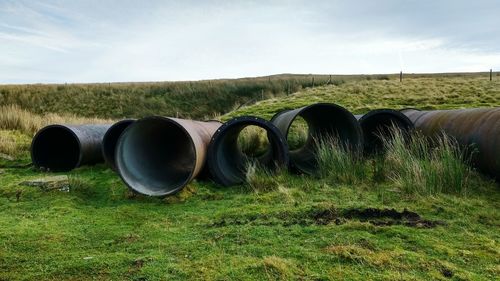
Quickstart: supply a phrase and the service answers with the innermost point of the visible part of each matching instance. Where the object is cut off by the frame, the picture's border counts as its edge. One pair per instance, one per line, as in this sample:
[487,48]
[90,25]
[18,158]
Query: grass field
[285,227]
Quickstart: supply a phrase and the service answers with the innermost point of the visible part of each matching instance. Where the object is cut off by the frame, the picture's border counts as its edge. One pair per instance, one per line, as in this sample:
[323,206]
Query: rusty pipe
[111,139]
[323,120]
[477,129]
[65,147]
[379,124]
[158,156]
[228,164]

* * *

[Stated problem]: Give every line of the items above as a Markdown table with the columns Row and Line, numbering the rows in order. Skip blank lines, and leave the pictures out of the table.

[Answer]:
| Row | Line |
|---|---|
| 1 | Quickstart: supply a phrase and the service answers with the innermost point of the visible part of each matching instance. Where the object is cut off by the frame, the picture's border counts as its edge. One pair per instance, one per line, as in this sample: |
| 2 | [487,48] |
| 3 | [90,25] |
| 4 | [18,158] |
| 5 | Query: grass field |
| 6 | [285,227] |
| 7 | Quickstart: supply a phrase and the service answers with the innermost point of the visible part of each matching instance. Where the object is cut off by the frame, the picture's border counts as its edge. One pair per instance, one per line, as in this sample: |
| 8 | [323,206] |
| 9 | Query: rusty pipe |
| 10 | [111,139] |
| 11 | [323,120] |
| 12 | [477,129] |
| 13 | [65,147] |
| 14 | [379,124] |
| 15 | [158,156] |
| 16 | [228,164] |